■ Supplied text
<<<<

ICI Australia Operations Pty Ltd v Dowelanco

Case

[1992] APO 12

8 April 1992

No judgment structure available for this case.

official notice

decision of a delegate of the commissioner of patents

Application        :    No. 606719 in the name of ICI AUSTRALIA OPERATIONS PTY LTD

Title:    Water Dispersible Granules

Action: Objection to an application for extension of time under S223(2)(a) to file a notice of opposition

Decision           :    Issued . 

S 223 (2)(a) is appropriate to extend the time to file a notice of opposition; proper case made out; extension allowed

patents act 1990

decision of a delegate of the commissioner of patents

Re:Patent Application No. 606719 by ICI AUSTRALIA OPERATIONS PTY LTD, and an application by DOWELANCO for an extension of time under S 223 of the Patents Act 1990 to file a notice of opposition.

background

ICI Australia Operations Pty Ltd (hereafter referred to as ICI), lodged Patent Application No. 606719, for an invention titled WATER DISPERSIBLE GRANULES.  The application was accepted on 15 November 1990 and advertised accepted on 14 February 1991.  The time for lodging a notice of opposition expired on 14 May 1991.

On 14 May 1991, an opposition was filed by MONSANTO COMPANY.

On 21 May 1991, DOWELANCO filed a Notice of Opposition and simultaneously requested (under Section 223 of the Patents Act 1990) an extension of time of one month to file the notice of opposition.

On 24 June 1991, the Commissioner informed DOWELANCO that they had not filed a proper request under Section 223. On 2 July 1991, DOWELANCO lodged a request under section 223, and a Statutory Declaration by Ms L. J. Upleger in support of that request.

On 8 August 1991, ICI advised that it had been informed of the application for extension by the attorney for DOWELANCO, and advised that it objected to the lodgement of the request for the extension of time and requested a hearing on this matter.

>>>>

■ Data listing
<<<<

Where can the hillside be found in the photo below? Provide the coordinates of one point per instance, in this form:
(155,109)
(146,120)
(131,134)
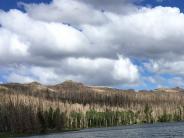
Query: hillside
(34,107)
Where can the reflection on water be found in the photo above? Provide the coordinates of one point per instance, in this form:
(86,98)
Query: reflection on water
(161,130)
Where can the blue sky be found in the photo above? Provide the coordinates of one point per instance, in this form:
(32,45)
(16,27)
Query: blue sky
(129,45)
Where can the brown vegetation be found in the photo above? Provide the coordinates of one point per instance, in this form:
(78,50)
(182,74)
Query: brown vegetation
(28,108)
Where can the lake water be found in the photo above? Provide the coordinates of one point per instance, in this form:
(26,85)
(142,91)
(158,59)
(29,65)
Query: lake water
(159,130)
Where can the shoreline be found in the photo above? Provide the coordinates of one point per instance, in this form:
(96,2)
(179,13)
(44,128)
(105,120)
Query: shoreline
(67,131)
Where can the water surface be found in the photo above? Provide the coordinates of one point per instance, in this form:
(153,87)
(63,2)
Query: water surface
(159,130)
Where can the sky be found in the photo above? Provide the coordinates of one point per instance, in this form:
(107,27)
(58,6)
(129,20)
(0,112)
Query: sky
(135,44)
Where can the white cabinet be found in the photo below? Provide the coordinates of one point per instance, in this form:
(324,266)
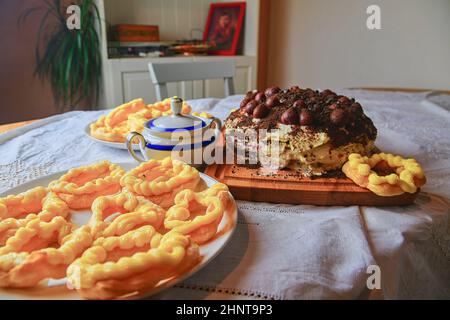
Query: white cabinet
(129,79)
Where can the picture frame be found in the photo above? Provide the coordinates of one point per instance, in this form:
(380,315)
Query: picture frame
(224,26)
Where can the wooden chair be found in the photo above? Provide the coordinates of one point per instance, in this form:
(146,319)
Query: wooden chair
(162,73)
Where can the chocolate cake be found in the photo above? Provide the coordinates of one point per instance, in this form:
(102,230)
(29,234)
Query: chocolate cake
(315,130)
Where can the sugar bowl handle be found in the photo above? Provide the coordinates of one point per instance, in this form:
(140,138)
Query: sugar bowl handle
(176,105)
(132,136)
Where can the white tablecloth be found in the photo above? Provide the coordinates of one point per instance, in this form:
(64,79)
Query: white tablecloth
(295,252)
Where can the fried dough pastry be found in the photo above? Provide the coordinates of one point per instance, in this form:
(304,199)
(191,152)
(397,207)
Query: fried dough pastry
(116,267)
(134,212)
(79,187)
(19,206)
(131,116)
(400,175)
(198,214)
(120,114)
(41,250)
(27,207)
(160,180)
(100,131)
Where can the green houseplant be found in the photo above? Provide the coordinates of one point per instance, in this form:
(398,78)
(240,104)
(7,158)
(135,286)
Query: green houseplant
(69,59)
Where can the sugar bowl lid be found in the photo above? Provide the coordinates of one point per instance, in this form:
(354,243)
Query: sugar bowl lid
(176,121)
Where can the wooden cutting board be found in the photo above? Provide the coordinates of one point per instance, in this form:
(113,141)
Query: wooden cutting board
(288,187)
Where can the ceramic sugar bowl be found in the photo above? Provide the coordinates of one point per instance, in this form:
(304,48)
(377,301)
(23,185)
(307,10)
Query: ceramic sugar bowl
(185,137)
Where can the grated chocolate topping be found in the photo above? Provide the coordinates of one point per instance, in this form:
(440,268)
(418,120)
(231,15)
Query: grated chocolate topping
(342,118)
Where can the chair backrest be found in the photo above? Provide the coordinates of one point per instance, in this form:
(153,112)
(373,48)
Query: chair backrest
(162,73)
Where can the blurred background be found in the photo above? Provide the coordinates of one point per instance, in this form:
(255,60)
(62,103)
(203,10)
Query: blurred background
(318,44)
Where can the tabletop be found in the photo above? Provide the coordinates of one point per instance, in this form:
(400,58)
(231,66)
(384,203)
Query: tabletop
(295,252)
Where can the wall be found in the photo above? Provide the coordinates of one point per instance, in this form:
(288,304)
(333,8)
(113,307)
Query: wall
(176,18)
(22,96)
(325,43)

>>>>

■ What is asked
1. Answer these questions from the patent decision:
(a) What is the title of the invention in Patent Application No. 606719?
(b) On what date did the time for lodging a notice of opposition expire?
(c) On what date did DOWELANCO lodge a request under section 223 together with a Statutory Declaration?
2. Write the next part of the patent decision, starting after its last sentence.
You won't need the material in this listing.

■ Responses to the exercise
1.
(a) Water Dispersible Granules
(b) 14 May 1991
(c) 2 July 1991

2.
On 14 August 1991, DOWELANCO lodged an application for an extension of time for serving evidence in support of the opposition.

On 27 August 1991, the Commissioner informed DOWELANCO that the Commissioner was not satisfied that the section 223 extension was justified, and requested copies of certain documents referred to in the declaration of Ms. Upleger.

On 18 November 1991 DOWELANCO lodged a further declaration by Ms Upleger, including certain exhibits.

On 5 Dec. 1991, the Commissoner formally advised ICI of the extension application, and requested confirmation that they still objected to that request. Subsequently a hearing on this matter was held in Canberra on 7 February 1992. DOWELANCO was represented by Mr A DUNCAN of DAVIES COLLISON CAVE and ICI was represented by Mr J McCORMACK of GRIFFITH HACK & Co, and assisted by Mr M ANGLISS of ICI. The hearing was only in respect of the application for an extension of time under S.223 to file a notice of opposition.

Subsequent to the hearing, ICI filed a copy of a `Confidential Disclosure Agreement' between Mintech (N.Z.) Limited and Ivon Watkins Dow Ltd.

THE APPLICATION FOR AN EXTENSION OF TIME

The circumstances and grounds stated in the application for an extension of time are as follows:-

"Due to an error and omission an appropriate watching service was not initiated as required."

In support of their application DOWELANCO submitted two declarations by Ms L Upleger, setting out the reasons why the notice of opposition was not filed before the expiration of the time limit i.e. 14 May 1991.  I have summarised the reasons stated in the Declaration as follows:

.In a written request dated 27 February 1991 Mr T D Zindrick, Patent Attorney employed by DOWELANCO, in the Patent Department of the Dow Chemical Company asked Ms L Upleger of the same department to set up watch on ICI's patent application 19605/88.  DOW Chemical Company was responsible for maintaining watches on applications of interest to DOWELANCO.

.Subsequent to the request, Mr Zindrick and Ms Upleger moved offices and the request was misplaced.

.In early May 1991 Mr Zindrick asked Ms Upleger for a status report on the said watch.

.Upon discovery that the watch had not been instigated, Ms Upleger immediately telefaxed their attorneys in Australia to establish a watch.  That facsimile was despatched on 15 May 1991.

SUBMISSIONS

Mr Duncan's submission for DOWELANCO can be conveniently summarised as:

.Paragraph 223 (2)(a) is the general provision to correct errors permitting the granting of the extension of time for doing a relevant act if there had been an error or omission by the person concerned or by his or her agent or attorney.

.Sub-section 223(3) allows the extension of time for the doing of the relevant act after that time as expired

.Sub-section 223(11) defines "relevant act" - subject to the exclusion of prescribed acts.

.Sub-regulation 22.11(3)(a) defines a prescribed acts for the purpose of S.223, and does not include filing a notice of opposition as a prescribed act.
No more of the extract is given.